> Work instruction:
Your answer must be an exact copy of all the entries.

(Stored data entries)
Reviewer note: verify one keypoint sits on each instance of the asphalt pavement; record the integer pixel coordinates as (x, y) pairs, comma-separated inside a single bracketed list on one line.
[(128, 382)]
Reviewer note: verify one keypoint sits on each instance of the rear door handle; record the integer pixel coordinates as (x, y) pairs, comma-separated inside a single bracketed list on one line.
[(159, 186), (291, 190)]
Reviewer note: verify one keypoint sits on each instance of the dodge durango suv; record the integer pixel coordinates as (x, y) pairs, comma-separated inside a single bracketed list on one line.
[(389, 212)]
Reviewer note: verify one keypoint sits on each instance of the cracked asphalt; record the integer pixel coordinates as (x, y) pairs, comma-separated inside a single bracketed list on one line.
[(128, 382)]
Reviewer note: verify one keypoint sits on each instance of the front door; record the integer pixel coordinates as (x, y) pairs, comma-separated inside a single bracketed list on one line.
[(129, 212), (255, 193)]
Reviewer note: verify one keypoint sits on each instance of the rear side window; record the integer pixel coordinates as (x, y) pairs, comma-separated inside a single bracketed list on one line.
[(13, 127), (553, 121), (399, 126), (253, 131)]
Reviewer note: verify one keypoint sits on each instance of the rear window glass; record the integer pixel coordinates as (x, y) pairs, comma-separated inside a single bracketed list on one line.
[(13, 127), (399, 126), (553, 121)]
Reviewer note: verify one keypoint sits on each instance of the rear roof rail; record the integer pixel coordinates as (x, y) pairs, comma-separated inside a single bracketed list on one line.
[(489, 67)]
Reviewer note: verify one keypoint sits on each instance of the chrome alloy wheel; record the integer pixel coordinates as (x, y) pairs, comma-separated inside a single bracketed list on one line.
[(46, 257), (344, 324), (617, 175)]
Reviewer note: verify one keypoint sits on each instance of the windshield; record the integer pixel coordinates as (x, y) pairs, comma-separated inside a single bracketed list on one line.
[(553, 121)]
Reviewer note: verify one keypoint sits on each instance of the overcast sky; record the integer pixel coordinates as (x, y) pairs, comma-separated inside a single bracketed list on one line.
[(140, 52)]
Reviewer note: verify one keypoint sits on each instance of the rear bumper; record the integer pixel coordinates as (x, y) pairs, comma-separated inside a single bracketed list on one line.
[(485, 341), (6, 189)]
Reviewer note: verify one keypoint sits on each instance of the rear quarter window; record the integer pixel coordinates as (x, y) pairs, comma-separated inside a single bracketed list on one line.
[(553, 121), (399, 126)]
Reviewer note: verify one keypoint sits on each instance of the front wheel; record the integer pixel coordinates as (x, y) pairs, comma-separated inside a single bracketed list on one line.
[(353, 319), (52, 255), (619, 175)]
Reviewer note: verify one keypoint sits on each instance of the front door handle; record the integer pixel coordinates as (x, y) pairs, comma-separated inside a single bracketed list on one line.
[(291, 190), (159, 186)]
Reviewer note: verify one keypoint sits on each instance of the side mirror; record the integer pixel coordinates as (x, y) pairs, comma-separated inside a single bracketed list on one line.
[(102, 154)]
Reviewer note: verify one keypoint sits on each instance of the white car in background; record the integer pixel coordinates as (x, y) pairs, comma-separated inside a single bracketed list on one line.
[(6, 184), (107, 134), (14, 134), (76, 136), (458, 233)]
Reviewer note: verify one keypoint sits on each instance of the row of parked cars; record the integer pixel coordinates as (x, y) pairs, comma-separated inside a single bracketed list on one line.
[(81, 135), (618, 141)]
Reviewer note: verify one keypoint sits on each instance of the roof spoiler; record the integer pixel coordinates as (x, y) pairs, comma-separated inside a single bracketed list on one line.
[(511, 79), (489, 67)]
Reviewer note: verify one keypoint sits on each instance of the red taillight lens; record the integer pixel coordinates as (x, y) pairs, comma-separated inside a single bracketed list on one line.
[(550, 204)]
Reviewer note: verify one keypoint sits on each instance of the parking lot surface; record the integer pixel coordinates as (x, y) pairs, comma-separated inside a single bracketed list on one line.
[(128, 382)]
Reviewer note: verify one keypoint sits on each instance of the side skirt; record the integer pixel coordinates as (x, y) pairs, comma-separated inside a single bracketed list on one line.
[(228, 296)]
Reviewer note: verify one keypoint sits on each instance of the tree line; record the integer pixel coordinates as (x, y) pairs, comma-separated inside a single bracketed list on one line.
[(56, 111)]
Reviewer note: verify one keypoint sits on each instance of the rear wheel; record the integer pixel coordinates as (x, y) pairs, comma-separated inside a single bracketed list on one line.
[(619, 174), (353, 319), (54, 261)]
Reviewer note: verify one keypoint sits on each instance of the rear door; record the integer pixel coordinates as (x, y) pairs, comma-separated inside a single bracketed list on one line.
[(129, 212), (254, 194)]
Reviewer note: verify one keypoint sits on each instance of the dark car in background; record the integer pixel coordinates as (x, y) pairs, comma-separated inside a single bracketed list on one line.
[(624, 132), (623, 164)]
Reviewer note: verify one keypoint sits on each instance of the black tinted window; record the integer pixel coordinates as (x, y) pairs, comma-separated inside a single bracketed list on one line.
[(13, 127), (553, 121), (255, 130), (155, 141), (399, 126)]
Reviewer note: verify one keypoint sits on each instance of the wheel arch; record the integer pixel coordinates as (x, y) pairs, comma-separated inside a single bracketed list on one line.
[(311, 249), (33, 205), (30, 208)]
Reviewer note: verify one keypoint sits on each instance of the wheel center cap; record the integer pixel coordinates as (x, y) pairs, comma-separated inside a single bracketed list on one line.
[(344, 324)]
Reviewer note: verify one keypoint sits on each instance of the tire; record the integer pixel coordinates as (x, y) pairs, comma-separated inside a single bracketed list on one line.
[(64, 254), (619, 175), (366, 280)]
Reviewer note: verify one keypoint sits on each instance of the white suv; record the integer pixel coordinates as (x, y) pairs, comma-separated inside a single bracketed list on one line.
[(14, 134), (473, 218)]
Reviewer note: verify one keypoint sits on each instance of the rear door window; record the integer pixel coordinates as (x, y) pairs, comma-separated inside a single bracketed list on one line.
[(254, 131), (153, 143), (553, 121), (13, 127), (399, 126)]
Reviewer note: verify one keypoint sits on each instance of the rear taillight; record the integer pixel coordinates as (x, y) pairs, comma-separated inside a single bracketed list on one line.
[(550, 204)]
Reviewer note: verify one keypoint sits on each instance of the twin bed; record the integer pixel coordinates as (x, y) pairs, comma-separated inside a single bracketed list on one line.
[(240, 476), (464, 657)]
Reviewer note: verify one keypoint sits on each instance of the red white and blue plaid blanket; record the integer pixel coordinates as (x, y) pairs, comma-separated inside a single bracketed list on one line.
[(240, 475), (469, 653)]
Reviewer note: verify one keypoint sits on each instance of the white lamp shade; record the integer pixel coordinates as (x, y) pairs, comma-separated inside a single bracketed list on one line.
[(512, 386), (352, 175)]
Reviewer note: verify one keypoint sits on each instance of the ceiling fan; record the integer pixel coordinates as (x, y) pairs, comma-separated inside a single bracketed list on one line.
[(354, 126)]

> Output for this task:
Reviewer note: verify one keypoint sits on each instance of the asphalt pavement; record the integer pixel coordinates as (x, y) pairs, comma-separated inside a single bracketed list on one line.
[(128, 382)]
Reviewer note: verify one keypoint sits on each instance of the rear door handle; record the integer pixel coordinates as (x, y) pairs, comma-separated inside a single bracketed list on one line.
[(159, 186), (291, 190)]
Reviewer note: verify one keypoint sits on each instance of the dodge durango suv; record the integer pixel coordinates as (x, y) pairs, comma-separated inside a single bracketed list on one line.
[(389, 212)]
Reviewer note: verify one keypoint sits on each instance of the cracked asphalt; record the integer pixel coordinates as (x, y) pairs, comma-separated inside a single bracketed list on one line.
[(128, 382)]
Reviewer note: verify one keypoint sits on each instance of the front door; record the integer pixel coordinates as (x, y) pairs, comma-separated inside a single bracketed list on one line.
[(129, 212), (255, 193)]
Reviewer note: verify one keypoint sits on each instance of the rear side window; record the integer pixel coordinates as (x, y) pairs, comma-separated inside a single bracketed list on one line.
[(13, 127), (553, 121), (399, 126), (253, 131)]
Reviewer note: verify one keypoint sits on each instance of the rear window glass; record the integer pixel coordinates as (x, y) pairs, comma-separated inside a single bracketed list on one line.
[(13, 127), (399, 126), (553, 121)]
Reviewer note: verify one keypoint sits on each instance of the rear roof rail; record the integer pixel coordinates as (x, y) pairs, comma-separated inside a single bracketed list on one line.
[(489, 67)]
Reviewer note: verify one keypoint sits on each instance of the chrome alloy wheel; record the integer pixel coordinates as (x, y) pairs, comma-separated inside a single bracketed list on one line.
[(46, 257), (344, 324), (617, 175)]
Reviewer note: verify one keypoint sits on each instance of the windshield; record the integer pixel coordinates as (x, y) pairs, comma-separated inside a single bracketed list on one line.
[(553, 121)]
Reviewer note: verify one keypoint sits on each instance of the overcast sky; record the integer pixel coordinates as (x, y) pairs, comma-separated inside a single bracketed list on one line.
[(140, 52)]
Reviewer note: verify one keypoint sits on each instance of the rear bumper; record the integer pixel coordinates as (x, y) pairs, comma-separated inside a single bracketed list on one line.
[(485, 341), (6, 189)]
Reviewer note: verify one keypoint sits on each instance of the rear quarter window; record the integer pixel coordinates as (x, y) pairs, comma-separated inside a single bracketed list on one line.
[(553, 121), (399, 126)]
Reviewer note: verify one keypoint sits on each instance of the front wheel; record the integer pixel coordinates as (x, y) pairs, comma-separated inside a single bracketed list on one line.
[(353, 319), (52, 255), (619, 175)]
Reviewer note: verify one keypoint sits on each instance of the front door handle; record the integer pixel coordinates as (x, y) pairs, comma-separated inside a single bracketed list on one line.
[(291, 190), (159, 186)]
Reviewer note: verify one keypoint sits on each instance of the side mirror; record the integer pixel coordinates as (x, y) pairs, comma-separated inside a single bracketed list on one line.
[(102, 154)]
Reviewer note: verify one keypoint sits on each instance of the white car in background; record the integer pixel coordinates as (x, y) pairs, comma-separated inside a single bracketed list on one line.
[(6, 184), (107, 134), (14, 134), (76, 136), (458, 233)]
Reviewer note: verify one keypoint sits on each instance of the row of parked cars; record the integer pixel coordinates as (x, y) pairs, comma-separated inside a single bracketed list on one line.
[(81, 135), (618, 141)]
Reviewer note: verify one keypoint sits on each instance of the roof spoiler; record the integer pixel coordinates as (x, y) pairs, comma-separated inside a single bracketed list on one line.
[(511, 79), (489, 67)]
Reviewer note: verify one keypoint sits on each instance of the red taillight lens; record the integer pixel coordinates as (x, y) pairs, comma-separated inside a single bracketed list on one line.
[(550, 204)]
Reviewer note: verify one keypoint sits on each instance of the parking lot surface; record the integer pixel coordinates as (x, y) pairs, comma-separated inside a single bracketed list on one line.
[(128, 382)]
Reviewer note: verify one keypoint sits on each instance of the side skirt; record the integer pixel coordinates as (x, y) pairs, comma-separated inside a single bracketed list on one line.
[(228, 296)]
Reviewer note: verify one keypoint sits on each instance of the tree line; record the integer pixel coordinates as (x, y) pairs, comma-separated inside a single bracketed list on one line.
[(56, 111)]
Reviewer note: verify one keypoint sits on each instance of the rear wheel; record the integer pixel coordinates as (x, y) pairs, comma-separated inside a single bracketed list on one line.
[(619, 174), (353, 319), (54, 261)]
Reviewer note: verify one keypoint sits on each instance of the rear door; record the integer pixel coordinates as (x, y) pairs, comma-separated inside a single bracketed list on one line.
[(129, 212), (254, 194)]
Reviewer note: verify one keypoint sits on each instance of the dark car in background; record the integer pixel coordinates as (x, y) pairs, comma-separated inside a single bracketed list on one line.
[(624, 132), (623, 164)]
Reviewer note: verify one keypoint sits on each instance of the black tinted window; record the integer pixel coordinates as (x, y) pairs, comma-separated inside a single bracketed list on one line.
[(13, 127), (553, 121), (255, 130), (155, 141), (399, 126)]
Reviewer note: verify one keypoint sits on each instance of the wheel arch; record the integer pixel coordinates as (x, y) pairs, comma-separated inside a single bracketed list on one line.
[(311, 249), (33, 205), (30, 208)]
Reviewer note: verify one keypoint sits on each instance of the wheel center cap; record the integer pixel coordinates as (x, y) pairs, comma-separated inside a single bracketed list on one line.
[(344, 324)]
Reviewer note: verify one keypoint sits on each instance of the tire; record the integer pixel coordinates as (x, y) pairs, comma-separated inside a single bracketed list on one line.
[(64, 254), (619, 175), (366, 280)]
Reviewer note: verify one keypoint sits on each instance of the white suv; record the integer pixel coordinates as (x, y) pairs, comma-separated inside a single bracketed list on one line.
[(14, 134), (473, 218)]
Reviewer note: verify one keypoint sits on each instance of the rear door window; record the integer pixel coordinates as (x, y) pairs, comma-separated inside a single bracketed list on one line.
[(254, 131), (153, 143), (553, 121), (13, 127), (399, 126)]
Reviewer note: verify one keypoint sits on each instance of the rear taillight; record the integer pixel coordinates as (x, y) pairs, comma-separated inside a single bracketed list on one line.
[(550, 204)]
Reviewer note: verify one keypoint sits on each instance of the twin bed; record the integer pixel coordinates as (x, y) pairs, comma-separated inside a single bracketed list on one line.
[(240, 476), (464, 657)]
Reviewer note: verify one keypoint sits on each instance of the red white and blue plaid blanket; record the integer pixel coordinates as (x, y) pairs, comma-separated inside a single bracketed list on one line.
[(240, 475), (469, 653)]
Reviewer note: verify one keypoint sits on each instance of the white lamp shade; record the integer pixel coordinates as (x, y) pairs, comma-separated inside a single bracketed list on one line.
[(512, 386), (352, 175)]
Reviewer note: verify one keypoint sits on each instance of the ceiling fan; record the integer pixel coordinates as (x, y) pairs, comma-separated inside a single bracketed list on one line.
[(354, 126)]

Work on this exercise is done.